EXERCISE PROMPT:
Will you print the material below without altering a single character?

Stored records

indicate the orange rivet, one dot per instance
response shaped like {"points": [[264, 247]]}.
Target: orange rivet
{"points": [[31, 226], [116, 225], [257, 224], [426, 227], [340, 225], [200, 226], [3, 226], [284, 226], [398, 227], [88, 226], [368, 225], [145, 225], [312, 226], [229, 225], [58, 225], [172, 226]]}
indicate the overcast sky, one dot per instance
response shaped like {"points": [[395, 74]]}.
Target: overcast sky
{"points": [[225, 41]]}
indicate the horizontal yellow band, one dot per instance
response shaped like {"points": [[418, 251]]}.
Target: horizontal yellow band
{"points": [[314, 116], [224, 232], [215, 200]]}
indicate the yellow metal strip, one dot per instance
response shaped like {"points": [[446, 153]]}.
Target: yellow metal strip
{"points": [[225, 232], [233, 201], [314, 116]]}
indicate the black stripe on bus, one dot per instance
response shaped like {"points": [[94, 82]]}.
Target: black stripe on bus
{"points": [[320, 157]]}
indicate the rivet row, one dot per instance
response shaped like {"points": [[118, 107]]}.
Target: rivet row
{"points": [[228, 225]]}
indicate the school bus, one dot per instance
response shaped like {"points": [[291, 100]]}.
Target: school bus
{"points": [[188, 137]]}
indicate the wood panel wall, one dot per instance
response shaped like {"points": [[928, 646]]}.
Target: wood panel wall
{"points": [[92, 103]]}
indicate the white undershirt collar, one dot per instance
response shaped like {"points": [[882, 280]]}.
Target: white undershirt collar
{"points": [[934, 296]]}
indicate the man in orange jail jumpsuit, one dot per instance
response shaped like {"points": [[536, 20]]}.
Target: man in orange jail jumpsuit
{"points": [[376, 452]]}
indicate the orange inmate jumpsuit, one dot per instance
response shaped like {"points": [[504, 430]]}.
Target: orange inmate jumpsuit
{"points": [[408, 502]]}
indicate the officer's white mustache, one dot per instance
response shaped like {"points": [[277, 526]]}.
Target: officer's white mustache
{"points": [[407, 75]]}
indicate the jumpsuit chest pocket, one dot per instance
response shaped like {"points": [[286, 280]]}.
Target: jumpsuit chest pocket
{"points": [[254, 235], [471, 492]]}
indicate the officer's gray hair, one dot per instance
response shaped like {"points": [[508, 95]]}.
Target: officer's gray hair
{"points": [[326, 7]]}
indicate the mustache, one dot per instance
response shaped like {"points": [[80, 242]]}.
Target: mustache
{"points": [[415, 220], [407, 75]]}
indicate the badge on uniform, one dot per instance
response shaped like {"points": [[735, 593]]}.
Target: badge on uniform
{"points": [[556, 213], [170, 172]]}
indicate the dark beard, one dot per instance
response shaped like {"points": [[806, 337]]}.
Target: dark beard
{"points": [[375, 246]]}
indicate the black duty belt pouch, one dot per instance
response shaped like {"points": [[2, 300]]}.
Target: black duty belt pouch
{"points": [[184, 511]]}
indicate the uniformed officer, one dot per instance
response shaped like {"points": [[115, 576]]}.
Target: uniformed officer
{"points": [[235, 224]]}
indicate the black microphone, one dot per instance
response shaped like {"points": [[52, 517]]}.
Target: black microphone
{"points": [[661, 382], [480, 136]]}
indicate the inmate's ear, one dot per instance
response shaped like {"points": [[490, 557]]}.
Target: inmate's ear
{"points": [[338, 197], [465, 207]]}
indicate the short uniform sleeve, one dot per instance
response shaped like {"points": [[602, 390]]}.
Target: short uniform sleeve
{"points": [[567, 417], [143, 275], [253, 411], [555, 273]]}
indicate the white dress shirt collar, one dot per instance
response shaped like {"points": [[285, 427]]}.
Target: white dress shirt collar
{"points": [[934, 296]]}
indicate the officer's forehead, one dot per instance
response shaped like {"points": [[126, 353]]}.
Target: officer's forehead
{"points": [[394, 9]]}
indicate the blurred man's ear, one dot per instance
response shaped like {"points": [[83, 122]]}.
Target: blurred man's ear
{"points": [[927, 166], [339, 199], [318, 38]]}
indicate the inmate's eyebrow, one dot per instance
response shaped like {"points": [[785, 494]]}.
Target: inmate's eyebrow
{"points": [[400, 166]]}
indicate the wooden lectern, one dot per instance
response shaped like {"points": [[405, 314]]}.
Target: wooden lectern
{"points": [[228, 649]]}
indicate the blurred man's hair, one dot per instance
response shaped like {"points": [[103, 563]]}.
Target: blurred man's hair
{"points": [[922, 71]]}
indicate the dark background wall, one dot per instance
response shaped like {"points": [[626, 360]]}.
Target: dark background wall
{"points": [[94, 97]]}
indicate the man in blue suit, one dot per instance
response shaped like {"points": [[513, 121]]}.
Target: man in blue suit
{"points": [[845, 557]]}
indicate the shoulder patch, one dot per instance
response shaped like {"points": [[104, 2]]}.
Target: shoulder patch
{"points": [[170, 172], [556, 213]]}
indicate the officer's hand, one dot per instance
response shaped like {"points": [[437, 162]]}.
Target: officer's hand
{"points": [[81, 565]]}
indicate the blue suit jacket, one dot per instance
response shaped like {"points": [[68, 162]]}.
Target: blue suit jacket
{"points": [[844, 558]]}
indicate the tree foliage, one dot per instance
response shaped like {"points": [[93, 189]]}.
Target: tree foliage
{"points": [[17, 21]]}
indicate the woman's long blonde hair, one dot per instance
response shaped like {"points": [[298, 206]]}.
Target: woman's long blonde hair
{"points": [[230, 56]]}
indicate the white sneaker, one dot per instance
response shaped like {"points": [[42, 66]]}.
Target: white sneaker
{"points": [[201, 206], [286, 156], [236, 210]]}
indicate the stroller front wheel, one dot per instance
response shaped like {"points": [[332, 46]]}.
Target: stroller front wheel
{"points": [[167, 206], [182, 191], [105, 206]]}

SOLUTION TO THIS PROBLEM:
indicate the orange rivet, one dot per instance
response shaped like {"points": [[264, 247]]}.
Target: orange rivet
{"points": [[31, 226], [116, 225], [257, 224], [426, 227], [340, 225], [200, 226], [3, 226], [284, 226], [398, 227], [88, 226], [368, 225], [145, 225], [312, 226], [229, 225], [58, 225], [172, 226]]}
indicate the overcast sky, one dot per instance
response shaped like {"points": [[395, 74]]}.
Target: overcast sky
{"points": [[225, 41]]}
indicate the horizontal yellow band, one dot per instance
response shaped like {"points": [[418, 251]]}.
Target: horizontal yellow band
{"points": [[314, 116], [224, 232], [215, 200]]}
indicate the yellow metal strip, one dot per instance
response shaped like {"points": [[446, 153]]}.
Target: yellow metal strip
{"points": [[225, 232], [233, 201], [314, 116]]}
indicate the black stripe on bus, one dot per instance
response shaped like {"points": [[94, 82]]}.
Target: black stripe on bus
{"points": [[320, 157]]}
indicate the rivet row, one dot per instance
response shaped like {"points": [[118, 107]]}.
Target: rivet row
{"points": [[228, 225]]}
indicate the school bus, one dot per instance
response shaped like {"points": [[291, 100]]}.
Target: school bus
{"points": [[188, 137]]}
indicate the wood panel wall, one dot per instance
response shaped like {"points": [[928, 646]]}.
Target: wood panel wall
{"points": [[92, 103]]}
indicate the white undershirt collar, one dot per instance
response shaped like {"points": [[882, 280]]}.
Target: white undershirt collar
{"points": [[934, 296]]}
indicate the man in orange jail jumpsuit, one dot per instance
response shaped like {"points": [[536, 20]]}.
Target: man in orange jail jumpsuit
{"points": [[376, 452]]}
indicate the orange inmate jumpsuit, one dot per instance
response shaped like {"points": [[504, 430]]}.
Target: orange inmate jumpsuit
{"points": [[408, 502]]}
indicate the officer's white mustache, one dot per instance
response shaped like {"points": [[277, 526]]}.
Target: officer's white mustache
{"points": [[407, 75]]}
indicate the jumpsuit chest pocket, one dot per instance
response shaped like {"points": [[286, 280]]}.
Target: jumpsuit chest pocket
{"points": [[254, 235], [471, 492]]}
indicate the officer's gray hair, one dot per instance
response shaped like {"points": [[508, 95]]}.
Target: officer's gray hair
{"points": [[326, 7]]}
indicate the mustache, one dot per instance
response shaped like {"points": [[80, 242]]}.
Target: mustache
{"points": [[415, 220], [407, 75]]}
indicate the badge on uniform, one dot per instance
response shaped like {"points": [[735, 593]]}.
Target: badge on uniform
{"points": [[556, 213], [170, 172]]}
indicate the dark beard, one dot per instance
response shaped like {"points": [[806, 337]]}.
Target: dark beard
{"points": [[375, 246]]}
indicate the black duty belt pouch, one dot per instance
response shaped like {"points": [[2, 300]]}.
Target: black duty belt pouch
{"points": [[184, 511]]}
indicate the uniformed officer, one dot per instance
response shaped like {"points": [[115, 576]]}.
Target: uniformed officer
{"points": [[235, 224]]}
indicate the black microphone, one dot per instance
response shaped like {"points": [[52, 517]]}.
Target: black microphone
{"points": [[661, 382], [480, 136]]}
indicate the inmate's ear, one dot per instance
response shaped like {"points": [[490, 557]]}.
Target: inmate's ear
{"points": [[338, 197], [465, 207]]}
indicate the short uniform sleeve, one dot per instance
response shaped like {"points": [[602, 390]]}.
Target: short uniform sleeve
{"points": [[567, 417], [143, 275], [253, 411], [555, 273]]}
indicate the white dress shirt collar, one dot per instance
response shaped like {"points": [[285, 427]]}.
Target: white dress shirt collar
{"points": [[934, 296]]}
indicate the officer's forehead, one dot per instance
response shaped like {"points": [[126, 353]]}.
Target: officer's forehead
{"points": [[394, 9]]}
indicate the blurred man's ear, one dot per instance
response shaped like {"points": [[83, 122]]}.
Target: blurred man's ear
{"points": [[927, 166], [339, 199], [318, 38]]}
indicate the inmate's eyebrow, one dot per instance
response shaped like {"points": [[785, 494]]}.
Target: inmate's eyebrow
{"points": [[400, 166]]}
indicate the wooden lectern, one dot per instance
response shaped like {"points": [[405, 314]]}.
Target: wooden lectern
{"points": [[228, 649]]}
indicate the blurred man's hair, one dot per instance
response shaped like {"points": [[103, 563]]}.
Target: blurred man's hair
{"points": [[922, 71]]}
indicate the dark background wall, one dot per instance
response shaped like {"points": [[626, 360]]}.
Target: dark background wall
{"points": [[94, 97]]}
indicate the man in blue suit, one dot per instance
response shaped like {"points": [[513, 121]]}.
Target: man in blue suit
{"points": [[845, 557]]}
indicate the shoulder patch, one dot per instance
response shaped like {"points": [[104, 2]]}.
Target: shoulder patch
{"points": [[170, 172], [556, 213]]}
indicate the officer's hand, one dot per instance
response shaped like {"points": [[437, 162]]}.
Target: officer's hand
{"points": [[81, 565]]}
indicate the blue suit jacket, one dot per instance
response shaped like {"points": [[68, 162]]}.
Target: blue suit jacket
{"points": [[844, 558]]}
indicate the tree foliage, one dot per instance
response shaped like {"points": [[93, 189]]}.
Target: tree foliage
{"points": [[17, 21]]}
indicate the woman's long blonde hair, one dot per instance
response shaped like {"points": [[298, 206]]}.
Target: woman's long blonde hair
{"points": [[230, 56]]}
indicate the white sneaker, one dot per instance
response shaped like {"points": [[42, 66]]}.
Target: white sneaker
{"points": [[201, 206], [286, 156], [236, 210]]}
indicate the stroller front wheel, one dot per instance
response shaped like {"points": [[332, 46]]}.
Target: stroller front wheel
{"points": [[167, 206], [182, 191], [105, 206]]}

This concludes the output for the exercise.